• _Prompt_: Reproduce every line of the data from the line containing "Where can the knuckle be found in this photo?" through the line containing "x=622, y=145", scaling each x and y coordinate of the marked points by 0.6 and rounding to a whole number, with halves rounded up. Copy all other lines without change.
═══ Data to use
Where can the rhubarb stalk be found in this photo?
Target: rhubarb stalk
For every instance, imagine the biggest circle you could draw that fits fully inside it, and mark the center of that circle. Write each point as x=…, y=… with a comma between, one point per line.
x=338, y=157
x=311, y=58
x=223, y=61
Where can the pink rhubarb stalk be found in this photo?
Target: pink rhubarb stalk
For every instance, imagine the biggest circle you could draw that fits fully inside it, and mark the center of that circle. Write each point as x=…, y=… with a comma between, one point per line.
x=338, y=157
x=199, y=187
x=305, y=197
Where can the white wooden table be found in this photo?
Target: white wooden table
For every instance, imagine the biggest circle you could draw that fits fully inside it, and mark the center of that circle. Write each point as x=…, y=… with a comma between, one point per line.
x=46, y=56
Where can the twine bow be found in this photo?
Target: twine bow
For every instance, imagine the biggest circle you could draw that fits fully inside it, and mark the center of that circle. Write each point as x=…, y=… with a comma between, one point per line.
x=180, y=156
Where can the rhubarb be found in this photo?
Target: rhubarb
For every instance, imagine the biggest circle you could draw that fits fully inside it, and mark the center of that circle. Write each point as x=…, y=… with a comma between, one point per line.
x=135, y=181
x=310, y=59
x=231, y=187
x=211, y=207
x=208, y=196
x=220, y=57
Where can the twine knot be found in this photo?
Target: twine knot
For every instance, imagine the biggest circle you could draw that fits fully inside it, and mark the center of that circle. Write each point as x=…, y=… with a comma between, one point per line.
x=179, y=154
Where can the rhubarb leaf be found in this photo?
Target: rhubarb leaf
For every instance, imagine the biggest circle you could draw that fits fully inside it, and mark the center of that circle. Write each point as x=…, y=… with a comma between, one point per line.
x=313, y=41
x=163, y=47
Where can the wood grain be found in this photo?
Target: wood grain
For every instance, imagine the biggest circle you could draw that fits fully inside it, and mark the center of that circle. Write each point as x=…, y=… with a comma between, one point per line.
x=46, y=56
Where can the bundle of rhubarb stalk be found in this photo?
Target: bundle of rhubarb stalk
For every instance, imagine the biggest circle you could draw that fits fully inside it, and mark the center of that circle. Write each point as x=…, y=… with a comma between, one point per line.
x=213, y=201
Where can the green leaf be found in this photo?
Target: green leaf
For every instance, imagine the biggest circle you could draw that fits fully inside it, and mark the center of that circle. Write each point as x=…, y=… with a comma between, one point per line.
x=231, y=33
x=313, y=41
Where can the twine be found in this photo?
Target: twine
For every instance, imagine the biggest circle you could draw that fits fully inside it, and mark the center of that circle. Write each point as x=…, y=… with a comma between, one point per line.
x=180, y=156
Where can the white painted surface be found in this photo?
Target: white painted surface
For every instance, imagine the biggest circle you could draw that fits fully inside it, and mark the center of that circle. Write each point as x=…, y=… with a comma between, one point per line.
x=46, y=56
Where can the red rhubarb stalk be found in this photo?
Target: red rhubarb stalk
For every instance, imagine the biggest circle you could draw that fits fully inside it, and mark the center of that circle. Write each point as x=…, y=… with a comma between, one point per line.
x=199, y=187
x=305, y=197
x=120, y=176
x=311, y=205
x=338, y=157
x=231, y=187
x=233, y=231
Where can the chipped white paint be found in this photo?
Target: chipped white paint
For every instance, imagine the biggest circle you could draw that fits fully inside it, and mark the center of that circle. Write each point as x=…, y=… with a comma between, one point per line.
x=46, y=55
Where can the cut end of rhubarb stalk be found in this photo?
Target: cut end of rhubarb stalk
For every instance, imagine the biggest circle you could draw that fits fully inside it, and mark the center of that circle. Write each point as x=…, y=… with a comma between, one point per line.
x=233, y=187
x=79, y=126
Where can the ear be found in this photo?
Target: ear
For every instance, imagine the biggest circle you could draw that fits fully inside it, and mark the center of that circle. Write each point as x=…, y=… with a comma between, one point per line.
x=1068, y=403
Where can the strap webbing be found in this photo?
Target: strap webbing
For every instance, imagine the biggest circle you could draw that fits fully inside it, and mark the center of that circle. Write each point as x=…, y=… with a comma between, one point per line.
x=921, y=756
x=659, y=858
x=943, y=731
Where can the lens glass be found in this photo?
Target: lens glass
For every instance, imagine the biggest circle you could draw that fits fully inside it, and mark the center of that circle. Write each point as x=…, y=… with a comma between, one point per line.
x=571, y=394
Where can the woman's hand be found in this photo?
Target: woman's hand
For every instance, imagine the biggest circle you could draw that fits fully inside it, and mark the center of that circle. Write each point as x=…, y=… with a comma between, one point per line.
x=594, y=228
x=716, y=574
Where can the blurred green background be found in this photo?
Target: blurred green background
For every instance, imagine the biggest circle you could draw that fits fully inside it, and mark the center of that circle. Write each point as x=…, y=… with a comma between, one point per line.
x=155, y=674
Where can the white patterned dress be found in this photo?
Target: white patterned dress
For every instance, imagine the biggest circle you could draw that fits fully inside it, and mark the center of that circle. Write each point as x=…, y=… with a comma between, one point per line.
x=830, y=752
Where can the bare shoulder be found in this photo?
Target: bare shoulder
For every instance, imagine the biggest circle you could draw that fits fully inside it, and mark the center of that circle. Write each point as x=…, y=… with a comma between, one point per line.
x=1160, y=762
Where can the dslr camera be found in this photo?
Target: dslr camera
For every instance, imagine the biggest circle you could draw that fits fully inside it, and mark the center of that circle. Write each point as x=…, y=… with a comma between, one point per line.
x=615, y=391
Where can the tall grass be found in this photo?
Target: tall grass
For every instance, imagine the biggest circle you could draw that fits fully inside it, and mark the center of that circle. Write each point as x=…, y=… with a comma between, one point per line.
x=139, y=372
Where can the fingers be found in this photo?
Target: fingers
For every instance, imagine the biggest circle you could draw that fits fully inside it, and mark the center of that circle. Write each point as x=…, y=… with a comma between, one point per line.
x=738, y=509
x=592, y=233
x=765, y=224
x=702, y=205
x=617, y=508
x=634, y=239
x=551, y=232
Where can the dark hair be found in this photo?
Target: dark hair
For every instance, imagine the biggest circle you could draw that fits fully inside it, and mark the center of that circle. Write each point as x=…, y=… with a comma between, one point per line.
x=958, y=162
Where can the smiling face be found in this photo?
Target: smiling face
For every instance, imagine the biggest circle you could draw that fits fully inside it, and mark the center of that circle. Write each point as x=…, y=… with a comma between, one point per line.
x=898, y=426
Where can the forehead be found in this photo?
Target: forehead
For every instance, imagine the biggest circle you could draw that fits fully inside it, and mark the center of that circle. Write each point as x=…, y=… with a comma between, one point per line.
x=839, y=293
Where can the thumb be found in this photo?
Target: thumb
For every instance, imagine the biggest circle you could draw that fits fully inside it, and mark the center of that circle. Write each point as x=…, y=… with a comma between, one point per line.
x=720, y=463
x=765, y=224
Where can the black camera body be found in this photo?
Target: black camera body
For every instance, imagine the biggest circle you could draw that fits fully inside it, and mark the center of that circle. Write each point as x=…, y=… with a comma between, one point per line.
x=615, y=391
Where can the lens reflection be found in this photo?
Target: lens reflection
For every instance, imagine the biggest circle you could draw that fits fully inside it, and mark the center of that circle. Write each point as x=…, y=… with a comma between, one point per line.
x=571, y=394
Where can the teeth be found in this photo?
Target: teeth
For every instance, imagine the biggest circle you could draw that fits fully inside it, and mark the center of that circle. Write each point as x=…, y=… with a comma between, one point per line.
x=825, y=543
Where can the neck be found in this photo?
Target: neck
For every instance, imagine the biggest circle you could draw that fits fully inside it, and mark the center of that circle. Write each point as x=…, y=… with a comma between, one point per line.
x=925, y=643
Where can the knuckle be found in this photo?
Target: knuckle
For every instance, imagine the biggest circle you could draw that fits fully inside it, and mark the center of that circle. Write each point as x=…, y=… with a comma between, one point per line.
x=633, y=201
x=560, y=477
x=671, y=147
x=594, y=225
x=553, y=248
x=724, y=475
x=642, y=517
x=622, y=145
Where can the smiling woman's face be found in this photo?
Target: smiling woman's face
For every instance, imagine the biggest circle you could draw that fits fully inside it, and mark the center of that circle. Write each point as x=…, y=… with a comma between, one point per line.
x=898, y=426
══════
═══ Data to use
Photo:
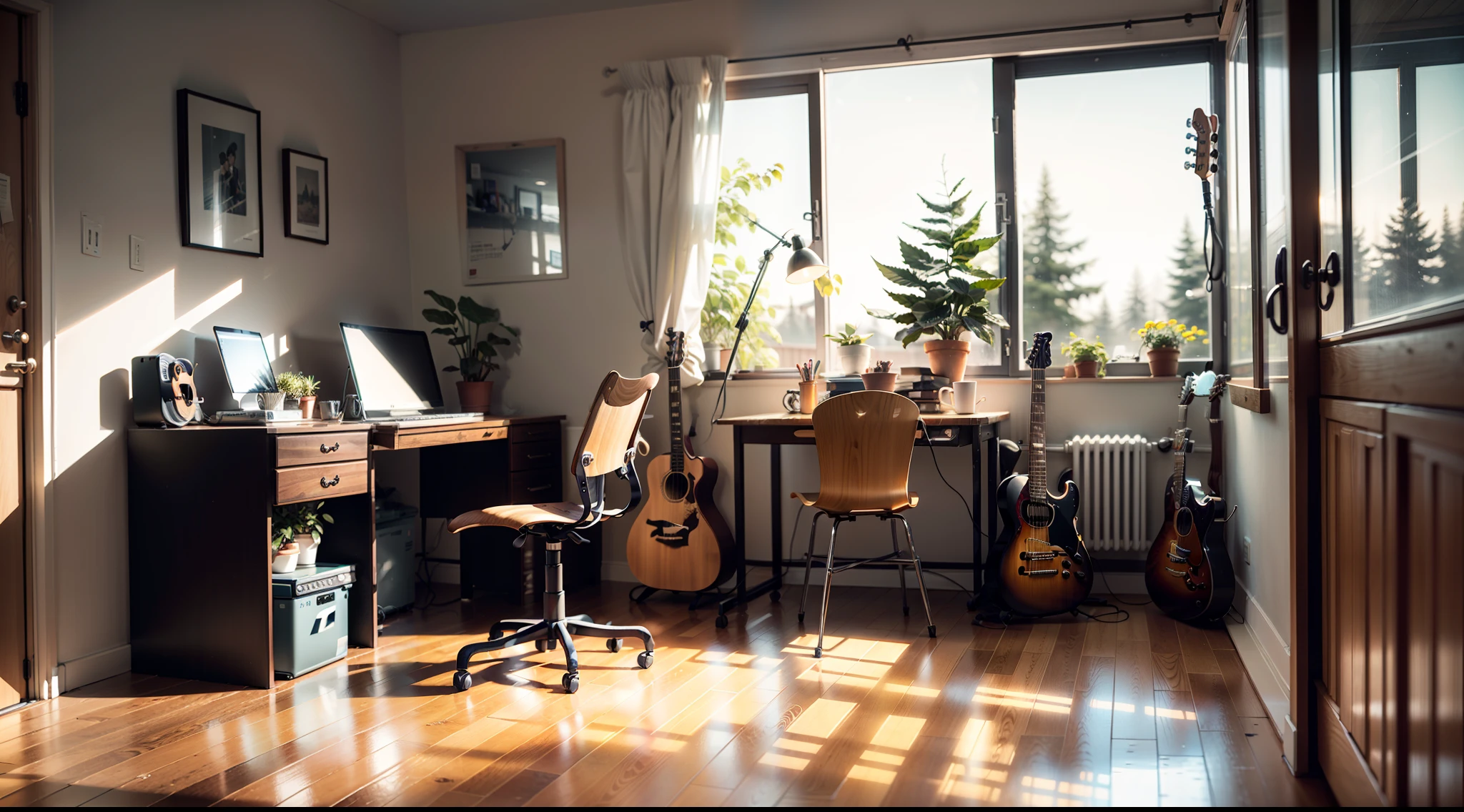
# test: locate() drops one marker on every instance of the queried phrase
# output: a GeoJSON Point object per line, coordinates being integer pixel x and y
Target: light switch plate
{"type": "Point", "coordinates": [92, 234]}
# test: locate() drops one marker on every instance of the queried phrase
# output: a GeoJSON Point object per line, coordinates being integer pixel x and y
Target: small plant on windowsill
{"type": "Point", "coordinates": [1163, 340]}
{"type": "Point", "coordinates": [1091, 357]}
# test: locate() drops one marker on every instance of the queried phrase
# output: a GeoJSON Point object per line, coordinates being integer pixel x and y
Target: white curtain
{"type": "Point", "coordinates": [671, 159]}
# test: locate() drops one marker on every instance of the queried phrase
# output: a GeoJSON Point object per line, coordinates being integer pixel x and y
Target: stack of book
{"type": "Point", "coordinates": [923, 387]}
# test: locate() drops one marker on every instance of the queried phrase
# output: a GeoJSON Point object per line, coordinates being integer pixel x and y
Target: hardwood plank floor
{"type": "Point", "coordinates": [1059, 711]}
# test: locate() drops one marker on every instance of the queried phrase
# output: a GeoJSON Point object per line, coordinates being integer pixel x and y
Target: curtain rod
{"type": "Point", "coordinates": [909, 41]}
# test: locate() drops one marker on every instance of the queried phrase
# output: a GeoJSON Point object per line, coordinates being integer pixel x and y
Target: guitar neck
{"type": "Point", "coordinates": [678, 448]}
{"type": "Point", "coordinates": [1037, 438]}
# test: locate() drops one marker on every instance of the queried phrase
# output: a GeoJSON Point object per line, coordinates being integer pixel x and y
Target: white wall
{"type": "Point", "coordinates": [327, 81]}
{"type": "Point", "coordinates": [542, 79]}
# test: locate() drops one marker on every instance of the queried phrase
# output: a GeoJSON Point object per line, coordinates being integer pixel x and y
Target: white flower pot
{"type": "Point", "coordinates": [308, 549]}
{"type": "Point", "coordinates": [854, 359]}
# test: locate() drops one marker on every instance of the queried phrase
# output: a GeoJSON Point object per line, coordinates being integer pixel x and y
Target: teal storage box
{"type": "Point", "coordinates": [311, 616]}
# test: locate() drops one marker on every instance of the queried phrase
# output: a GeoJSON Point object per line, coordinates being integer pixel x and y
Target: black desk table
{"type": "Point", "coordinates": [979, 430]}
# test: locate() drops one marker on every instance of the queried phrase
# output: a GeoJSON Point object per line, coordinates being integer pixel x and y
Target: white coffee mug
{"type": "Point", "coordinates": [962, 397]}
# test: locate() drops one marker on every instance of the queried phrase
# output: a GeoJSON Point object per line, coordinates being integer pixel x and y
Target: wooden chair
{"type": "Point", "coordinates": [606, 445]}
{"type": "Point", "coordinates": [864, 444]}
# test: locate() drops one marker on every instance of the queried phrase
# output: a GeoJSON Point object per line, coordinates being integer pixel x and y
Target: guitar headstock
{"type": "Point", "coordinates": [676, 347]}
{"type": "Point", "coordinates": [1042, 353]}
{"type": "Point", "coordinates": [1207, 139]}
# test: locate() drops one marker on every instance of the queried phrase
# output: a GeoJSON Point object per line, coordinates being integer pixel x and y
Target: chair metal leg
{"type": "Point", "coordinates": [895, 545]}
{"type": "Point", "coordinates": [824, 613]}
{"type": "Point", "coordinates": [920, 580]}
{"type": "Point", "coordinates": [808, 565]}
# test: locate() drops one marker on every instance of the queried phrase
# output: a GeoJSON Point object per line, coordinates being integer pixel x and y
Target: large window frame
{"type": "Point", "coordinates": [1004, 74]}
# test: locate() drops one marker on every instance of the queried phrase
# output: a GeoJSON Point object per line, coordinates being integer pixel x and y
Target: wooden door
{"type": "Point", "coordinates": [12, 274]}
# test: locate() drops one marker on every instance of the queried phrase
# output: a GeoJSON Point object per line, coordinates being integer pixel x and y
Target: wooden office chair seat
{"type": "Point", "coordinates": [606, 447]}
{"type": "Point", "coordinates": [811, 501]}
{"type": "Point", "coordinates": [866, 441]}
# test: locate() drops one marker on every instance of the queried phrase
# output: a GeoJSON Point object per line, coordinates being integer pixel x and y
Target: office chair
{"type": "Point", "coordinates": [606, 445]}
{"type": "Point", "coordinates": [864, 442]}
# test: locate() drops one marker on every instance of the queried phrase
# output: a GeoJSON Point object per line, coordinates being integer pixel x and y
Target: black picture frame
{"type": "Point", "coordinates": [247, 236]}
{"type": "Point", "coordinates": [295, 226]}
══════
• _Expected answer_:
Where can the knuckle be found in this photo?
Target: knuckle
For every instance, imagine the biggest circle you could draw that fits fully inside it, and mark the center of that circle. Write each point as x=…, y=… with a comma between, one point per line.
x=380, y=121
x=336, y=286
x=403, y=88
x=356, y=135
x=332, y=149
x=434, y=285
x=385, y=310
x=373, y=87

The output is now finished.